____ Data section

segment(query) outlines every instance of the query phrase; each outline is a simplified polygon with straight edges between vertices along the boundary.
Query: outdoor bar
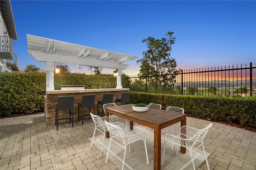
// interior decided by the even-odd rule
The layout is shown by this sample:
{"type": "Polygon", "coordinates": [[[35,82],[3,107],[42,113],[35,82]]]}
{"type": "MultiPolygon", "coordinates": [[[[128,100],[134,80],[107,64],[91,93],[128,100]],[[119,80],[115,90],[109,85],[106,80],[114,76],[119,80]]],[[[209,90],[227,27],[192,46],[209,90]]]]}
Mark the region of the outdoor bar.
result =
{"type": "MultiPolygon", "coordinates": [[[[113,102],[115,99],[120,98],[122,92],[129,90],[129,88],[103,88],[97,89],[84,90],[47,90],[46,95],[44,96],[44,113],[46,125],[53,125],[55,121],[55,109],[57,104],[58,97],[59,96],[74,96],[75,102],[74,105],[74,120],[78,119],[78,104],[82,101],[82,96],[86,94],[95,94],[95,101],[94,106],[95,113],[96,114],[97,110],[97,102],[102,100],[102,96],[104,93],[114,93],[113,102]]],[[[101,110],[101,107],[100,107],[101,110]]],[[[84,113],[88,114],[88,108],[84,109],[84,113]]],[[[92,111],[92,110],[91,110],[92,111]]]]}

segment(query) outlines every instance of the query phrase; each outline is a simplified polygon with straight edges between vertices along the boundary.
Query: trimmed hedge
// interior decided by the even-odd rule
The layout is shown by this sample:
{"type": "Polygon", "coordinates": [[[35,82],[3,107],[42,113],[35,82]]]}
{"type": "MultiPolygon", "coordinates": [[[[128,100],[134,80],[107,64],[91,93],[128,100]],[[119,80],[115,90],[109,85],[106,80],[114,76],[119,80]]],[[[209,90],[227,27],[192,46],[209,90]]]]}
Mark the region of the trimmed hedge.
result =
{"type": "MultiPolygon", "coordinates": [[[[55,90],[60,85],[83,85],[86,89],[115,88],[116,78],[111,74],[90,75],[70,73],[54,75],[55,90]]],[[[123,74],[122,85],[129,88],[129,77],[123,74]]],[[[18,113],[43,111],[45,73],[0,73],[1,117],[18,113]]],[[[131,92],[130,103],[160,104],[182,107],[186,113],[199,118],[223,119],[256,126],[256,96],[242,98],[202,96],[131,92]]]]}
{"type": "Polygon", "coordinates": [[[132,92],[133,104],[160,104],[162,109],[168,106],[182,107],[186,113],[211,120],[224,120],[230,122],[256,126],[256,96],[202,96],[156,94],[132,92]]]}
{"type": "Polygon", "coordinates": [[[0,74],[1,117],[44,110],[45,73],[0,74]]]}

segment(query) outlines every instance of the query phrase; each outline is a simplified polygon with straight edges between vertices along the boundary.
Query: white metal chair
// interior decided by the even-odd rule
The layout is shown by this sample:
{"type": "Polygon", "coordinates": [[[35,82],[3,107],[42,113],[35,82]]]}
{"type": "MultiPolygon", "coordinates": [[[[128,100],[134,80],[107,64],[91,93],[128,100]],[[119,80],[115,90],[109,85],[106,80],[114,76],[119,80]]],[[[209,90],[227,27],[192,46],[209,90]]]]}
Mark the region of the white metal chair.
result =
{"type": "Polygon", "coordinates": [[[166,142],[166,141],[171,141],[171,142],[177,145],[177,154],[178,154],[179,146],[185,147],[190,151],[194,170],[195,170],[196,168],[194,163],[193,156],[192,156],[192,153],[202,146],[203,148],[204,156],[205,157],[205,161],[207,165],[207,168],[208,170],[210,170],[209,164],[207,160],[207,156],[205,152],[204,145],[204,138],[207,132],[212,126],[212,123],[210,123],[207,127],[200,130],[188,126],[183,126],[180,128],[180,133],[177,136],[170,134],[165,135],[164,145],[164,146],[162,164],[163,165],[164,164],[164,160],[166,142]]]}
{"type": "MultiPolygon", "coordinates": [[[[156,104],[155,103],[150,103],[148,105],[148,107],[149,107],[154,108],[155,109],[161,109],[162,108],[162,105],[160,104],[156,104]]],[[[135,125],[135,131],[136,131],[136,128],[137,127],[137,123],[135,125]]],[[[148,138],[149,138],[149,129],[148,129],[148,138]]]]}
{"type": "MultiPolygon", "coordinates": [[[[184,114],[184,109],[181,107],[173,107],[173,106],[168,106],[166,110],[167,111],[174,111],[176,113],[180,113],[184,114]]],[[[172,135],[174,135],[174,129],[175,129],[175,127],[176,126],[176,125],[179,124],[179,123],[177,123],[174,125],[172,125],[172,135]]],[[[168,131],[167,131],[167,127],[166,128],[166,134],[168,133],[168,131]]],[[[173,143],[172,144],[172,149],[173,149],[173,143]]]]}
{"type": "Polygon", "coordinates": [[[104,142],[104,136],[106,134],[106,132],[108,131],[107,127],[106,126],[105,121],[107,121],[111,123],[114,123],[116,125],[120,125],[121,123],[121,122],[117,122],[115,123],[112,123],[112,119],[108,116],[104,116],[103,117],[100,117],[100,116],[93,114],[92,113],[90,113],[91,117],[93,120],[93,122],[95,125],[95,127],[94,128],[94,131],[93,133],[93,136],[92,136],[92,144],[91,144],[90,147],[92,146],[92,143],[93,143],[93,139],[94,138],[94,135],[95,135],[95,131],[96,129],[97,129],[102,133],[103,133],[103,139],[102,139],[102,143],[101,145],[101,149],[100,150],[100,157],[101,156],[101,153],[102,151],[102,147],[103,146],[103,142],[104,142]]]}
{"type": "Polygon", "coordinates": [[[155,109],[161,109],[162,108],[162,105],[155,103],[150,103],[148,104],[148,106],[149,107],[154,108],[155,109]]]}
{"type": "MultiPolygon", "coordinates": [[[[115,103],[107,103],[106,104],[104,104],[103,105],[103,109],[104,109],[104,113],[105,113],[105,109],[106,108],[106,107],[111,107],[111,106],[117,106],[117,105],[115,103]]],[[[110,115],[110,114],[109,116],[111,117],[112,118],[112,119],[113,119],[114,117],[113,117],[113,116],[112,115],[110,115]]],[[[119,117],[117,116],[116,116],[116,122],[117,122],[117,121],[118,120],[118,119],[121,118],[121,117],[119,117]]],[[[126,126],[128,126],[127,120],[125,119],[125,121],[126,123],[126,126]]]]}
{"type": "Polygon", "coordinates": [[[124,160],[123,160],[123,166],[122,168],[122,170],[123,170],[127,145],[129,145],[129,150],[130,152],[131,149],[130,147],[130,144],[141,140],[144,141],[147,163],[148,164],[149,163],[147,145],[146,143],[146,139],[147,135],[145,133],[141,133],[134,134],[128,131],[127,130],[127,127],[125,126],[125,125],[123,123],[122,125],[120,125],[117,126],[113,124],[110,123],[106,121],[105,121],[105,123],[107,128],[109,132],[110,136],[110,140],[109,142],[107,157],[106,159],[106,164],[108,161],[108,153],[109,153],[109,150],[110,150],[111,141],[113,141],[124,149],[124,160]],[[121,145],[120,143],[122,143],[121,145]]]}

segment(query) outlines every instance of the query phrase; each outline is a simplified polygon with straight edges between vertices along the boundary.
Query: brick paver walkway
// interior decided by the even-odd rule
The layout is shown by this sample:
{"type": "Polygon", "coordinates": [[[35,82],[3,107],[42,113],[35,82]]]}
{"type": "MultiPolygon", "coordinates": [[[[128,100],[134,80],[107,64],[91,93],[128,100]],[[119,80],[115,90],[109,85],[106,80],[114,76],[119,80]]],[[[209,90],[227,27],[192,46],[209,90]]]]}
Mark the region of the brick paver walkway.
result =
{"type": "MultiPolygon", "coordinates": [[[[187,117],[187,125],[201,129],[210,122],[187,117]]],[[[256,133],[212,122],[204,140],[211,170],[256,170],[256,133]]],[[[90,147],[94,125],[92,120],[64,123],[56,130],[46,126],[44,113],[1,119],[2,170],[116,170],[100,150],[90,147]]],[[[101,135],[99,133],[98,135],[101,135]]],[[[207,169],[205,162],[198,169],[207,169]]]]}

________
____ Data section

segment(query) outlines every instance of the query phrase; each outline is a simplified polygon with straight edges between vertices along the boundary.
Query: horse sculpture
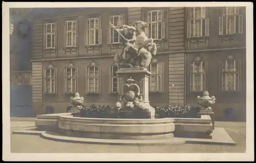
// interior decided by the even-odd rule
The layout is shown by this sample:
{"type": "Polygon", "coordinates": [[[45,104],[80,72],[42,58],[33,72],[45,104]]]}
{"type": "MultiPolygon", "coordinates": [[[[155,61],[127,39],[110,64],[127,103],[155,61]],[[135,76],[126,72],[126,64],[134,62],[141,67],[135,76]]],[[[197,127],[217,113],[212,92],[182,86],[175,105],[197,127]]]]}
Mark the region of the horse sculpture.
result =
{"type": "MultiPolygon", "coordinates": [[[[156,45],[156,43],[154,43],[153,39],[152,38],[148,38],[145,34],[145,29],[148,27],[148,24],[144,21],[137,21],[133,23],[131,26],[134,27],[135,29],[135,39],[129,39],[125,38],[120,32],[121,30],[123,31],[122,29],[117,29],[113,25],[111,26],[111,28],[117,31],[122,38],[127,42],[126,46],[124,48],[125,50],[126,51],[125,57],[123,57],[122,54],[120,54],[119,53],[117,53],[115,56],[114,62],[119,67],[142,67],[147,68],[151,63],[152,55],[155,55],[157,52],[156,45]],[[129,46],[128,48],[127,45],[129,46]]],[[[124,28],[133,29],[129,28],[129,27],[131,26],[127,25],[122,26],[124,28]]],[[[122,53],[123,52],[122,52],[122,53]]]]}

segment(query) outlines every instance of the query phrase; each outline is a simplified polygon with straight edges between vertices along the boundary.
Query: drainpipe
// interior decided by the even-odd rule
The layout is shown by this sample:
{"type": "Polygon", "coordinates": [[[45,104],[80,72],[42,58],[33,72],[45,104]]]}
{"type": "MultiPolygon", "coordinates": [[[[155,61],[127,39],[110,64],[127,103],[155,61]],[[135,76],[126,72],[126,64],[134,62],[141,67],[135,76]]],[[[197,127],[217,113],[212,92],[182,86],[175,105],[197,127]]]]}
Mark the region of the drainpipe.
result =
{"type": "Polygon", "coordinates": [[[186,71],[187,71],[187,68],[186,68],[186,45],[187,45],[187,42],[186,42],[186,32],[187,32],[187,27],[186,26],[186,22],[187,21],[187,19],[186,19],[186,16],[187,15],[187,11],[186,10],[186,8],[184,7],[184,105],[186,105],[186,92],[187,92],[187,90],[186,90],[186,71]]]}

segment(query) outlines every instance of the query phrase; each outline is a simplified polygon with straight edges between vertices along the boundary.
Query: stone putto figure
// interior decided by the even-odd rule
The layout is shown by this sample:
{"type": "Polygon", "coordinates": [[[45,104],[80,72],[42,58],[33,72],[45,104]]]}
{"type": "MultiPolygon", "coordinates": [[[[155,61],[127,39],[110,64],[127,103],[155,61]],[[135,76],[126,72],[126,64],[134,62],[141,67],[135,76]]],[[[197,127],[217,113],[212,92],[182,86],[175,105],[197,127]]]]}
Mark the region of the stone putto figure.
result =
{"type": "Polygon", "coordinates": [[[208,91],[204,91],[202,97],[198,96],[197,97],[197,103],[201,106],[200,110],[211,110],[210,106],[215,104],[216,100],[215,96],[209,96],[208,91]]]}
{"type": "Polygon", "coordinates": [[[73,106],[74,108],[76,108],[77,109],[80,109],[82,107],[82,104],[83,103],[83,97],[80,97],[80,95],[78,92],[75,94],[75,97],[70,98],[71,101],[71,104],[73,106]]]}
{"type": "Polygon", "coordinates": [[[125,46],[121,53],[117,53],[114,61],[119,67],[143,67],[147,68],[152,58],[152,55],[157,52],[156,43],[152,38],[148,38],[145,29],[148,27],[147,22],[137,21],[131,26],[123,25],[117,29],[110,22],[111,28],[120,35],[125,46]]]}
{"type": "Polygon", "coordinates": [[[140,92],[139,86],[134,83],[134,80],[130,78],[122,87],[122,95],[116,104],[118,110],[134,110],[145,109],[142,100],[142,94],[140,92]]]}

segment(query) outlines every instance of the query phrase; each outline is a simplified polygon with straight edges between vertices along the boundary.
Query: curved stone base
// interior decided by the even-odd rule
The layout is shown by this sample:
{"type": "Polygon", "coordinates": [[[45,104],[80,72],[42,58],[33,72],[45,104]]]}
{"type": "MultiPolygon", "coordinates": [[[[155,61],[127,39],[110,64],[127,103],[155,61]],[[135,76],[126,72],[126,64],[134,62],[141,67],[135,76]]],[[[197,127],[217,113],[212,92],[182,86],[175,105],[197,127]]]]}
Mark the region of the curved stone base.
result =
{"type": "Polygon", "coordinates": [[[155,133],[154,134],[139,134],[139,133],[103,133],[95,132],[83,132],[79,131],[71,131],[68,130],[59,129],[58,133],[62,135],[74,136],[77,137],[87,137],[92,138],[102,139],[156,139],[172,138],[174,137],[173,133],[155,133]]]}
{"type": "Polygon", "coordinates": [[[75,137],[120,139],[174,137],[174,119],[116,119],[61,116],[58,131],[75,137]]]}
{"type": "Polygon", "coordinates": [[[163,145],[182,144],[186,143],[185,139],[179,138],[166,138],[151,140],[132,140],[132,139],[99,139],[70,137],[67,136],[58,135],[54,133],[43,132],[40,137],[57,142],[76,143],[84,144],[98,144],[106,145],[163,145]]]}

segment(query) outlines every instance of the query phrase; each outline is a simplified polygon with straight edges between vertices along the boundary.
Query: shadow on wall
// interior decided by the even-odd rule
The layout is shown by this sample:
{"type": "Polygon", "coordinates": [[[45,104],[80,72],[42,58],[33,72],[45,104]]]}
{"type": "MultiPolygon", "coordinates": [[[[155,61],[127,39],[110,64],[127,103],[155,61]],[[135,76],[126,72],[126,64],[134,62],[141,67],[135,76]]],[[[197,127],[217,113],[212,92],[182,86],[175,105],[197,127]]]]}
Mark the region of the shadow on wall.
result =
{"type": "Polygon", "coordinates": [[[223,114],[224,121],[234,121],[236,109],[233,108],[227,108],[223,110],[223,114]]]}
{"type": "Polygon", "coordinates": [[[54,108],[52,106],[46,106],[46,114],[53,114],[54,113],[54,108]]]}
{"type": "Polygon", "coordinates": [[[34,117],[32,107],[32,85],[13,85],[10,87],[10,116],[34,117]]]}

________

→ To be done:
Which lines of the items above contain the word "outdoor"? Copy each of them in full.

→ Answer to the exercise:
Query: outdoor bar
Mark the region of the outdoor bar.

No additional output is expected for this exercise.